- EXERCISE TASK 1: List every country in the Western Balkans that the text on Gurbet Romani names as a place where the dialect is spoken.
- EXERCISE TASK 2:
Answer these from the text on Gurbet Romani:
(a) What does the header give as the glottocode?
(b) What years does the text give for the Yugoslav wars?
(c) What are the Gurbet-speakers in Italy called?
- EXERCISE TASK 3: Copy a passage from the text on Gurbet Romani word for word. Begin at the words "Gurbet Romani is" and stop after "from Bosnia previously.".

- TEXT TO READ:
════════════════
Gurbet Romani

GLOTTOCODE: NONE; ISO 639/3; SELF-DENOMINATION: GURBET, DŽAMBAZ, ČERGAR, DAS, XORAXANE, etc.

Gurbet Romani is a dialect of Romani (Indo-Aryan language of Indo-European origin) spoken in the Western Balkans, including in Serbia, Croatia, Bosnia and Herzegovina, Montenegro, Kosovo, North Macedonia and Albania. The Gurbet-speaking Roma, similarly to other Vlax Romani groups, are often characterised by their transient lifestyle. As a result of this, as well as following the Yugoslav wars (1991-2001), we find Gurbet-speakers today in several other, especially western, European countries. Well known are, for example, the Gurbet-speakers (called Xoraxane) in Italy, a number of whom migrated from Bosnia previously.
════════════════
- DATA BLOCK:
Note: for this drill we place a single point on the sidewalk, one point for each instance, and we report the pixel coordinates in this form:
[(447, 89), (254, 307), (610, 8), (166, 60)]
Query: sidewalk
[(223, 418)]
════════════════
- WRITTEN ANSWER 1: Serbia, Croatia, Bosnia and Herzegovina, Montenegro, Kosovo, North Macedonia, Albania

- WRITTEN ANSWER 2:
(a) NONE
(b) 1991-2001
(c) Xoraxane

- WRITTEN ANSWER 3:
Gurbet Romani is a dialect of Romani (Indo-Aryan language of Indo-European origin) spoken in the Western Balkans, including in Serbia, Croatia, Bosnia and Herzegovina, Montenegro, Kosovo, North Macedonia and Albania. The Gurbet-speaking Roma, similarly to other Vlax Romani groups, are often characterised by their transient lifestyle. As a result of this, as well as following the Yugoslav wars (1991-2001), we find Gurbet-speakers today in several other, especially western, European countries. Well known are, for example, the Gurbet-speakers (called Xoraxane) in Italy, a number of whom migrated from Bosnia previously.